> **O problema**
Por favor, dê seguimento ao texto sobre a demarcação da Terra Indígena Raposa Serra do Sol, começando logo após a última frase dele.

> **Texto da página**
※ ※ ※
Em 20.11.2018, houve baixa ao arquivo do STF.


 

Pedidos: 

No mérito, pede o autor popular a declaração de inconstitucionalidade da Portaria 534/2005, posteriormente homologada pelo Decreto Presidencial de 15.4.2005, que dispõe sobre a demarcação administrativa da Terra Indígena Raposa Serra do Sol, em Roraima, determinando a posse permanente de referida terra aos grupos indígenas Ingarikó, Makuxi, Patamona, Taurepang e Wapixana.
※ ※ ※
> **Dados brutos**

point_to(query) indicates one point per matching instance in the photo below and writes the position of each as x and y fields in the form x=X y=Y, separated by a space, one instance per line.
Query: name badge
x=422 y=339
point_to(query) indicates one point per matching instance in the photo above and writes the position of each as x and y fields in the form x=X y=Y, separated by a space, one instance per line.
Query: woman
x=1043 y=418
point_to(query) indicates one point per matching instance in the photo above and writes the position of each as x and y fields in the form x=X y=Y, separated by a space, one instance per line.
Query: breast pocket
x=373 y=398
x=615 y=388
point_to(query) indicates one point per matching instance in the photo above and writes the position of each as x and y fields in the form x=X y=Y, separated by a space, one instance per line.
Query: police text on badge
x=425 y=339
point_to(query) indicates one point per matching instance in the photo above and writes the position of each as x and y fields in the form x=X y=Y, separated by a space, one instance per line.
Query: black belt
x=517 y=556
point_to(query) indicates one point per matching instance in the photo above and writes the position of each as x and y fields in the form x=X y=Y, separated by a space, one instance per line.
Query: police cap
※ ※ ※
> **A resposta**
Tutela provisória:

Requereu o autor popular a “suspensão liminar dos efeitos da Portaria n° 534/2005 e do Decreto Presidencial Homologatório de 15/05/2005, e de toda e qualquer Portaria futura que tenha por finalidade frustar o andamento judicial das ações que discutam a demarcação da Raposa/Serra do Sol”, sob o fundamento de que “o Decreto 534/05 contraria, às escâncaras, o princípio da razoabilidade, pois absolutiza o princípio da tutela do índio em detrimento de vários outros, como o da segurança jurídica, legalidade, do princípio federativo, do devido processo legal, do contraditório, dentre outros (...)”.

Em 02.05.2005, foi proferida decisão pelo Min. Relator, indeferindo o pedido liminar.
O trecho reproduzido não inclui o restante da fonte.